[[ PROVIDED TEXT open ]]

Al Rafidayn notes a development with regards to Iraq's still unnamed vice presidents, Iraq's current Shi'ite vice president Abdul-Mahdi has allegedly withdrawn his name from consideration. Alsumaria TV adds that he notified Jalal Talabani, President of Iraq, of his decision yesterday and "Abdul Mehdi did not want to be nominated in the first place, however, he respected the will of PresidentTalabani, the adviser added." NINA explains, "The vice presidents have not yet assumed their posts because the post of a third Vice President has not been solved yet, after having the other two vice pesidents nominated, Adel Abdul and Tariq al-Hashimi; while the third has not yet been determined because of the debate over the rejection of nominating Khdayer al-Khuza'e, where other blocs prefer the third vice president be of a Turkman nationally."

[[ PROVIDED TEXT closed ]]

### REQUIRED WORK
Decide whether each statement agrees with the passage on Iraq's vice presidents, answering yes or no and quoting the words of the passage that decide it. 1. Abdul-Mahdi informed Jalal Talabani of his decision yesterday. 2. The vice presidents have already assumed their posts. 3. Other blocs prefer that the third vice president be a Turkman. Answer from the passage alone.

[[ GIVEN RECORDS open ]]

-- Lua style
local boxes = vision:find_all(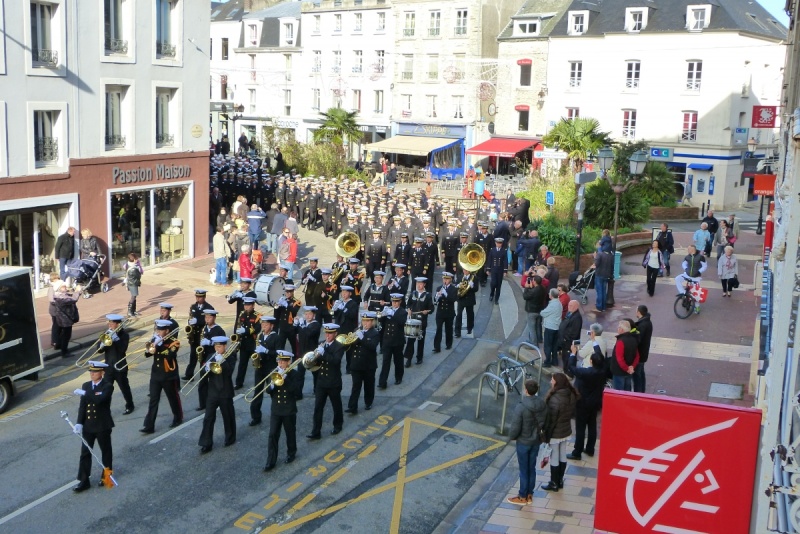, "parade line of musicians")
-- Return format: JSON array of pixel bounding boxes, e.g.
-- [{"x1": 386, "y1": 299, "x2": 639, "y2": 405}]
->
[{"x1": 73, "y1": 234, "x2": 508, "y2": 492}]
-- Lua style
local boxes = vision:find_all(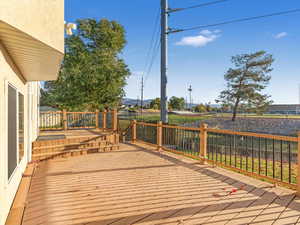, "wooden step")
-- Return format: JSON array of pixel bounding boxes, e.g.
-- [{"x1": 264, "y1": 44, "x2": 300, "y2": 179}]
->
[
  {"x1": 32, "y1": 144, "x2": 119, "y2": 161},
  {"x1": 32, "y1": 141, "x2": 111, "y2": 154},
  {"x1": 32, "y1": 135, "x2": 111, "y2": 148}
]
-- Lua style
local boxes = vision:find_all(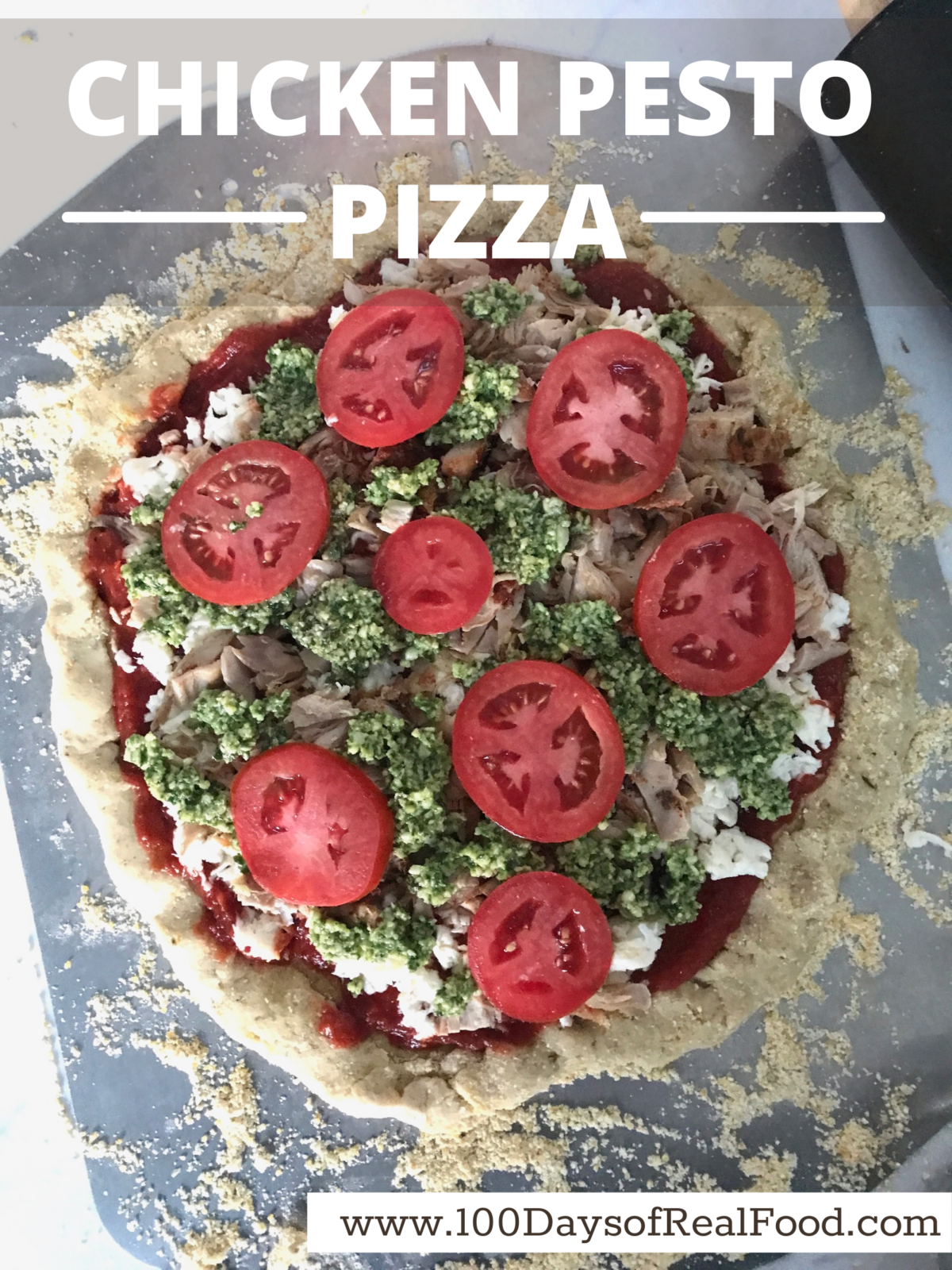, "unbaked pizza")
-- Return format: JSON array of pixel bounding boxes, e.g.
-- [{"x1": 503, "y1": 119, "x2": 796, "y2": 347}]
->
[{"x1": 42, "y1": 206, "x2": 912, "y2": 1126}]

[[ GIVEN RECORDS closed ]]

### SOLUTION
1. Yes: "he notified Jalal Talabani, President of Iraq, of his decision yesterday"
2. No: "The vice presidents have not yet assumed their posts"
3. Yes: "other blocs prefer the third vice president be of a Turkman nationally"